* [Task prompt]:
Display every line of the items below that contains the string "flag", copying each line in full. Treat uppercase and lowercase as different.
# # # #
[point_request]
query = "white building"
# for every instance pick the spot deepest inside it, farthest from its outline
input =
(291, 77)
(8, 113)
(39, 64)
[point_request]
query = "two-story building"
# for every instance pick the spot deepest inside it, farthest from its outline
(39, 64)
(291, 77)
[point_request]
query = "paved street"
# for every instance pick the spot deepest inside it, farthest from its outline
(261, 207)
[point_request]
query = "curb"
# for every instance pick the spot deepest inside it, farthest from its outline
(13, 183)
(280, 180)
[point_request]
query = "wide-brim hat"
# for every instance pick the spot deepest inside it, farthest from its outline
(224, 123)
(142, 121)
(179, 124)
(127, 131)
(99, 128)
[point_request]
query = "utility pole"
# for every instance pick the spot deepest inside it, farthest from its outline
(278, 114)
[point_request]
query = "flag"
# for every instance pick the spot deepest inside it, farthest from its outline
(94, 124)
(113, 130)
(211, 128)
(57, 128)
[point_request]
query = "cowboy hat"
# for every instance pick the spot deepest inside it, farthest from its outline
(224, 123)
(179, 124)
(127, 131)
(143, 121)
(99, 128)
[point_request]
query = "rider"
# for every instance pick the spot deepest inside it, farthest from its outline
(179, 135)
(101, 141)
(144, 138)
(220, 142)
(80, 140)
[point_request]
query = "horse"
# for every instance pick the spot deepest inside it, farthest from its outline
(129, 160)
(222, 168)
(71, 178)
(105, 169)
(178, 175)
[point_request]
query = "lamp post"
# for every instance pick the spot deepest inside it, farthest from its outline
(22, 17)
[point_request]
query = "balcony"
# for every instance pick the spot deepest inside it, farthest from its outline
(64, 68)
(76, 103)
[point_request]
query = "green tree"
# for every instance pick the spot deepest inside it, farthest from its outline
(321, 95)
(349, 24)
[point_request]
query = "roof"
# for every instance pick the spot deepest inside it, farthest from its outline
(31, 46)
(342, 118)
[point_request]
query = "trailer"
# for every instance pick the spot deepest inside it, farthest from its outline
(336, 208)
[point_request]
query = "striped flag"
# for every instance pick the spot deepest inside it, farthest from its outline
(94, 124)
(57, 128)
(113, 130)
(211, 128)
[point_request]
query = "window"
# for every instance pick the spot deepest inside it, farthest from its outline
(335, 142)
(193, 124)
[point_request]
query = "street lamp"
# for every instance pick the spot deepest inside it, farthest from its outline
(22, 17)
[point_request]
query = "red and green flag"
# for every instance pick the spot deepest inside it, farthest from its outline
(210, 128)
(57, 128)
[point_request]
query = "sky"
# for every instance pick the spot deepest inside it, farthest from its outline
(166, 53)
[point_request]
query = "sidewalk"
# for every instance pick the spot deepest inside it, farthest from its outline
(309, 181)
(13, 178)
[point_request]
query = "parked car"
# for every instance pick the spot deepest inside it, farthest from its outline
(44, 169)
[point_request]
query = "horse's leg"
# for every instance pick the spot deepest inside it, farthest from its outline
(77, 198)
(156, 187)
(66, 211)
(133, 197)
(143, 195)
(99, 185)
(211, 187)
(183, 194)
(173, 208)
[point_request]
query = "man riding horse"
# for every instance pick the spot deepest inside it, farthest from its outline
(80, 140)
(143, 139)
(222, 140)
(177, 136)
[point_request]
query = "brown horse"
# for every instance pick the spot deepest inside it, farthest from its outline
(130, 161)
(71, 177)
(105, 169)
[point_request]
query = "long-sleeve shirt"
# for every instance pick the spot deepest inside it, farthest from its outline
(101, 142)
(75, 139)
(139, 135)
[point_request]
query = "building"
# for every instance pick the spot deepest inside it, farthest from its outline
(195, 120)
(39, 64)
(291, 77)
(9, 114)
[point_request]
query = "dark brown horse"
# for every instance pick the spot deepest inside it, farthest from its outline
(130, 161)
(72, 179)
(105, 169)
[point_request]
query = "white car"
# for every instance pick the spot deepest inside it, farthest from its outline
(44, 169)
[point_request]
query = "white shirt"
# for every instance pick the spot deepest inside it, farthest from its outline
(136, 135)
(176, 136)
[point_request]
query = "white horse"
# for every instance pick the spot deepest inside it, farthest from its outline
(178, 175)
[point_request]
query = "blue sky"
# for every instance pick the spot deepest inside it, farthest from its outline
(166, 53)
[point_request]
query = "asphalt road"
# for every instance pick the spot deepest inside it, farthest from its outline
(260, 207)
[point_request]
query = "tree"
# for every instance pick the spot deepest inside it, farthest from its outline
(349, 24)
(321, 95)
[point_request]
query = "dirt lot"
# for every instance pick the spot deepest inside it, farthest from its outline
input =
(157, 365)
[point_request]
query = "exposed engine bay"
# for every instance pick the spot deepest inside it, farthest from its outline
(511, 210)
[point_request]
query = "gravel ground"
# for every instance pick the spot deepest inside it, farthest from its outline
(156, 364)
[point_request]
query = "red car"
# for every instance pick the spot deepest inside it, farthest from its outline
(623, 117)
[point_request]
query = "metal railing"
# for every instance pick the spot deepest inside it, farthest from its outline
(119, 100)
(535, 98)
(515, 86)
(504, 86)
# # # #
* [Result of the task]:
query = "flag"
query = "striped flag"
query = "red and green flag"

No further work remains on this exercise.